Rescale the entries below by reproducing every line, requests included, with each x and y point coordinate in the answers multiplied by 1.4 and rounded to a whole number, halves rounded up. Leave out the pictures, and keep the numbers in the requests and their format samples unchanged.
(begin)
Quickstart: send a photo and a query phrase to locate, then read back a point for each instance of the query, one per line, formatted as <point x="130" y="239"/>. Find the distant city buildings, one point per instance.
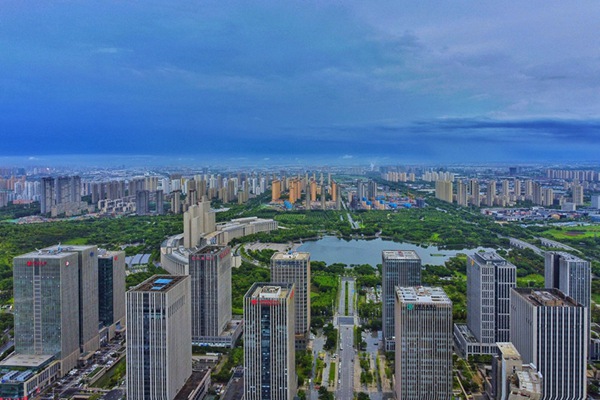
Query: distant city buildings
<point x="551" y="331"/>
<point x="61" y="195"/>
<point x="423" y="343"/>
<point x="210" y="272"/>
<point x="399" y="268"/>
<point x="269" y="355"/>
<point x="295" y="268"/>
(end)
*TASK RESULT*:
Quickstart: send a photo and a query phrase to locate, then read back a point for each instance of the query, one per line, formatted as <point x="130" y="239"/>. Find the distant city buildings, one point per instance.
Query: distant city buildings
<point x="771" y="463"/>
<point x="85" y="273"/>
<point x="592" y="480"/>
<point x="294" y="381"/>
<point x="559" y="375"/>
<point x="377" y="497"/>
<point x="413" y="375"/>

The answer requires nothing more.